Give 'Em What They Want: Enhancing Customer Relationships with a Campaign Management Solution
What is contact management? Contact management is a subset of a Customer Relationship Management (CRM) application. It's a specific part of CRM that relates to how often and in what way you come in contact with your customers. Any company that is considering the implementation of a CRM solution should view Contact Management as one of the parts of the overall puzzle.
A Campaign Management solution allows a business to grasp the significance of all its marketing programs currently in place. Details could include: who is being targeted, what offers are they receiving, how often should they be targeted or who is a likely candidate for additional offers. Campaign management ensures that the same set of customers will not be targeted too frequently, and that interested customers will not be ignored. It also allows the company to establish coherent marketing messages and offers throughout its customer database.
Contact Management History
In the past, marketing campaigns have generally been a stand-alone process, with companies sorting through massive amounts of customer data on large-scale mainframe computers to discover the results from different programs. Little thought was given as to how all these individual campaigns should fit together to interact with the customer in the most positive manner.
In a lot of big companies, every product manager would launch their own campaigns -- and every business unit would also launch their own campaigns. Many businesses soon found out that their very best customers were being contacted repeatedly -- to the point of being offensive. They also discovered that many customers weren't being contacted at all.
Oftentimes, conflicting marketing programs were being sent to customers, since no one had an overall sense of what the company was doing. For example, a major provider of business services was selling a $500 software package to a set of customers. The company realized it had a problem with managing campaigns when it discovered that another business unit was making hundreds of thousands of dollars annually on user fees for the same service offered in the software package.
This is a prime example of where the contacts and campaigns weren't really thought about -- should the company be trying to sell a software package that made $500 for one business unit, but cost the corporation hundreds of thousands of dollars in lost revenue each time they sold it?
Targeting appropriate customers and effectively managing campaigns were not addressed very well in the past, but now they're very much at the heart of what companies such as Recognition Systems are solving.
Let Customers Define the Rules
For many companies, developing and maintaining an ongoing relationship with the customer can be more important than any products or services they might sell. It's a higher-level purpose that everything has to fit under.

**TASK GOAL**
Write out the campaign management article between "In a lot of" and "the software package.", inclusive, swapping "product manager" for "brand manager". The rows that come next are separate material with no connection to the campaign management article.

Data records
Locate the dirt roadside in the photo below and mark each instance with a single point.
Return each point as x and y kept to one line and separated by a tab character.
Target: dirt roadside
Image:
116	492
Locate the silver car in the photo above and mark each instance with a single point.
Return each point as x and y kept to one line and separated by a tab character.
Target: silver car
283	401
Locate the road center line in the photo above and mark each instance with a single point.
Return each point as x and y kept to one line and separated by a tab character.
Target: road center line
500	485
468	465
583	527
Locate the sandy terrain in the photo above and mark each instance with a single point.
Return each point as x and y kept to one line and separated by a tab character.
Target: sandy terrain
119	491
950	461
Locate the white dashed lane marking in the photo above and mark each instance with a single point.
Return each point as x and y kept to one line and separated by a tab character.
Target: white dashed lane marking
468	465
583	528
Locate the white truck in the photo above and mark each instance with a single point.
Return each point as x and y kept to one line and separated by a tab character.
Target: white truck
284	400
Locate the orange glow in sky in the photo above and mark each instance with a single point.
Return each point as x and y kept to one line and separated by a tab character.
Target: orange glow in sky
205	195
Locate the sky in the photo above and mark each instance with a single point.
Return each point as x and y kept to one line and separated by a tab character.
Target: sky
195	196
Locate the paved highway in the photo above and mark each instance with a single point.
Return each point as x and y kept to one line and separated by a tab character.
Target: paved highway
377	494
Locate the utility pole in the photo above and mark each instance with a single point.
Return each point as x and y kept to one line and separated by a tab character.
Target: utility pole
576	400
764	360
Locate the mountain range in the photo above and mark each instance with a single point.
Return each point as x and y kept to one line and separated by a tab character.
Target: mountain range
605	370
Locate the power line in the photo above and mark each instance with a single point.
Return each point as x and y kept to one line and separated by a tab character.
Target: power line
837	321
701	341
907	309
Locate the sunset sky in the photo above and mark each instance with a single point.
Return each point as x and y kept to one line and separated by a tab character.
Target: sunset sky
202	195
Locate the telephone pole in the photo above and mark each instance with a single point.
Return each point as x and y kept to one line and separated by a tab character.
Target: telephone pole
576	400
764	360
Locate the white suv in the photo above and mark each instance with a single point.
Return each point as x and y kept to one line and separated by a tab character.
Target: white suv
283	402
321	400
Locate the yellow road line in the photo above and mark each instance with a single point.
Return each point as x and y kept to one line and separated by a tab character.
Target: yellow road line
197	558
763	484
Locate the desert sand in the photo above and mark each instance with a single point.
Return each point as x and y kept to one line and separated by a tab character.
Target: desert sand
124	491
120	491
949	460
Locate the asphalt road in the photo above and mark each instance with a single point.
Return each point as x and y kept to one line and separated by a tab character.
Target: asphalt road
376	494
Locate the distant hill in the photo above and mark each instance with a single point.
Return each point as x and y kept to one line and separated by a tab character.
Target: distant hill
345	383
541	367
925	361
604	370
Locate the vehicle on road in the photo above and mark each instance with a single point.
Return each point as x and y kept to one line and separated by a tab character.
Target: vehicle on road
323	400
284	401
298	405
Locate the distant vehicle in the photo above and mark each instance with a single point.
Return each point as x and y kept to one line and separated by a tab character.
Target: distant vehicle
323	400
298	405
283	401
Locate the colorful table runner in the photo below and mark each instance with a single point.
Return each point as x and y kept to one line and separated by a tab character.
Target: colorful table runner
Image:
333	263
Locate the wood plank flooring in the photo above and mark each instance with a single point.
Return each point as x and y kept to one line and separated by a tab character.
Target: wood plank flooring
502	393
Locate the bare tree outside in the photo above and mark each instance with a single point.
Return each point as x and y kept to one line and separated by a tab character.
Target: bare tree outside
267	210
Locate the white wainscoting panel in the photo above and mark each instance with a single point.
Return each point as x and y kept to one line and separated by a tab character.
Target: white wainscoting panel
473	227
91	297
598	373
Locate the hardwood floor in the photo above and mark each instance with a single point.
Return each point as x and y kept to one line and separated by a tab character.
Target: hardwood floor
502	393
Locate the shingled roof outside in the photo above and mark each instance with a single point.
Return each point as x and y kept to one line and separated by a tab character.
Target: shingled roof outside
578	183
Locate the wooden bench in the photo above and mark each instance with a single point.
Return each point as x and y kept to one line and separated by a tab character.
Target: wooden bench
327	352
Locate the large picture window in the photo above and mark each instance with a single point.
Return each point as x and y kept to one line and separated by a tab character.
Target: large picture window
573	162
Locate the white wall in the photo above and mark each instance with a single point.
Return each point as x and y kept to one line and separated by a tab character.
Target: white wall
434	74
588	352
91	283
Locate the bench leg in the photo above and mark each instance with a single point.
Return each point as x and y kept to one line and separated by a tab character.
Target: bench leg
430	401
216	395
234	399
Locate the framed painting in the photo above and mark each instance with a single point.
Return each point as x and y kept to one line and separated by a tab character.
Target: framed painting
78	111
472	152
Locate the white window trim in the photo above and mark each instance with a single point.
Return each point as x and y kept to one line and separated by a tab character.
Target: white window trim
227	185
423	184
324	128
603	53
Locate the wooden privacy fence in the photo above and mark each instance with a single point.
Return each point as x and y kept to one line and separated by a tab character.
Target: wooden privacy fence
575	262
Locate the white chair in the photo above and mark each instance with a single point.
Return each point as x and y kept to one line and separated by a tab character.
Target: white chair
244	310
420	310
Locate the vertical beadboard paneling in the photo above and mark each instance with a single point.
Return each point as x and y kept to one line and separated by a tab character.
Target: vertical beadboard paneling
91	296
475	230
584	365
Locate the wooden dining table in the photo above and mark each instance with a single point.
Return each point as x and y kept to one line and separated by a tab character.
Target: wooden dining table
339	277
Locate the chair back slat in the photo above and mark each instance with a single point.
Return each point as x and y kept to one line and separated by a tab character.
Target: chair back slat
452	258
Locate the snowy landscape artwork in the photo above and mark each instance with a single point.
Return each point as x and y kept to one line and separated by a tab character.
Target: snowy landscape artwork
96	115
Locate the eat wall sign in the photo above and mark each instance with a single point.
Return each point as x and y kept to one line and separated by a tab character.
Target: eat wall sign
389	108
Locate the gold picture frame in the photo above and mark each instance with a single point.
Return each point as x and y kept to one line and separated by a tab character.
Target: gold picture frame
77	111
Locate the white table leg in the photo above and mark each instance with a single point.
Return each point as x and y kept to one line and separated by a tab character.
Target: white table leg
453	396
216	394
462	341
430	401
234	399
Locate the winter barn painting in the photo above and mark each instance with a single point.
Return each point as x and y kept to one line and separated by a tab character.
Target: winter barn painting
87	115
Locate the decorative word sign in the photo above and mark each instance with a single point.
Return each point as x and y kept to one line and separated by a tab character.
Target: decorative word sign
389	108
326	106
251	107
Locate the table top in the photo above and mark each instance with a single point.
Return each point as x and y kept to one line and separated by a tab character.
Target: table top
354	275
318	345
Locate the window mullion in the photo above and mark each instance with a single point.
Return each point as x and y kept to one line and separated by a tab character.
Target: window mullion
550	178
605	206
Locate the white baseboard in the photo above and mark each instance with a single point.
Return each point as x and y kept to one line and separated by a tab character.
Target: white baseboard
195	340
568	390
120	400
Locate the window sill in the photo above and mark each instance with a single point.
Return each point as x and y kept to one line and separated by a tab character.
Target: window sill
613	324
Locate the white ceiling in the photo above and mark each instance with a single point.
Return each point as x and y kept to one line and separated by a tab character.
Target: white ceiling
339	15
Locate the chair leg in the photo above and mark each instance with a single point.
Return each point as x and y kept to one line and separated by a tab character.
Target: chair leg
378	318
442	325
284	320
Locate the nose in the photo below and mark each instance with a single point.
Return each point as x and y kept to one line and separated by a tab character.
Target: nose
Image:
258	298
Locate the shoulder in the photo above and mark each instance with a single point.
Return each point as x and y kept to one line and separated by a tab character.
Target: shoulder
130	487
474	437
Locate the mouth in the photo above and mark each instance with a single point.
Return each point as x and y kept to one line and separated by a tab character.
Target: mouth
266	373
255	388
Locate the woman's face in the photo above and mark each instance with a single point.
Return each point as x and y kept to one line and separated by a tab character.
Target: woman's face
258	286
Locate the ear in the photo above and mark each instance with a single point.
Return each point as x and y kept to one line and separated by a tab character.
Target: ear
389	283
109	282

**FULL SOLUTION**
In a lot of big companies, every brand manager would launch their own campaigns -- and every business unit would also launch their own campaigns. Many businesses soon found out that their very best customers were being contacted repeatedly -- to the point of being offensive. They also discovered that many customers weren't being contacted at all.
Oftentimes, conflicting marketing programs were being sent to customers, since no one had an overall sense of what the company was doing. For example, a major provider of business services was selling a $500 software package to a set of customers. The company realized it had a problem with managing campaigns when it discovered that another business unit was making hundreds of thousands of dollars annually on user fees for the same service offered in the software package.